Extract every line of the items below word for word, and leave the pictures out.
-=-=-=-=-
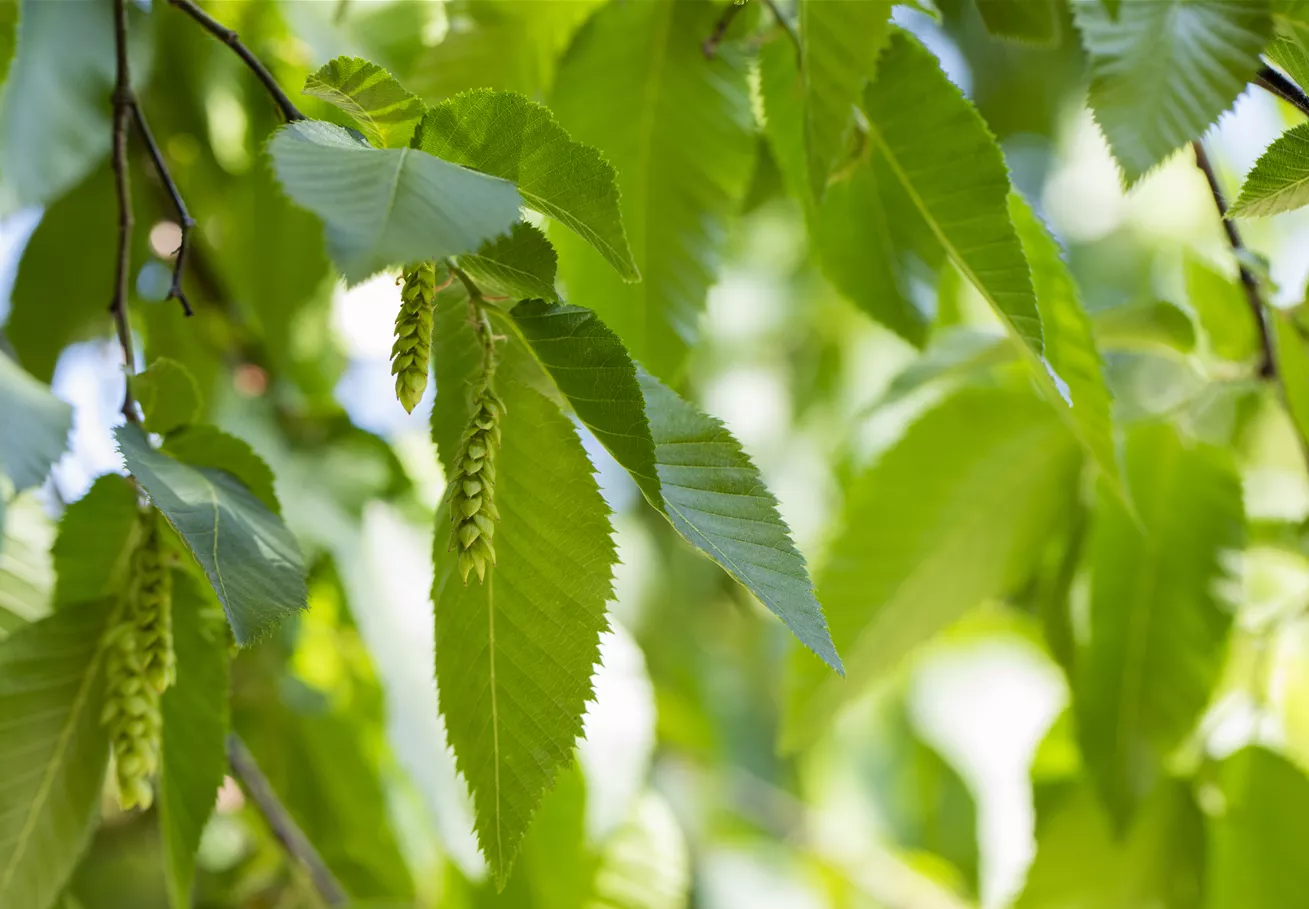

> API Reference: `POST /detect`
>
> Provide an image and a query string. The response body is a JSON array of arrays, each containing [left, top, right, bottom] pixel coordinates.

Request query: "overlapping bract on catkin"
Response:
[[101, 508, 177, 809], [391, 262, 436, 413]]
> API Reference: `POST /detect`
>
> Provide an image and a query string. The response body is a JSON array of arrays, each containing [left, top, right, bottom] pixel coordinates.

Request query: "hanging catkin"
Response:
[[391, 262, 436, 414], [101, 508, 177, 809]]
-=-=-=-=-
• **Correct response**:
> API Reference: `POST /detect`
>
> Provide an image and a query string. The response body is a JSON array of arrays, each containing [left, top, right, bottom] pixel coordinates.

Request query: "overlapping bract on catkin"
Response:
[[101, 508, 177, 809], [391, 262, 436, 413]]
> API Reference: `POST /detect`
>
> Provide an image and a query string. The response body is a JSON array of arrays, each containing [left, top, right, bottom] pixel coordinates.

Request query: "hanging catkin"
Response:
[[391, 262, 436, 414], [101, 508, 177, 809]]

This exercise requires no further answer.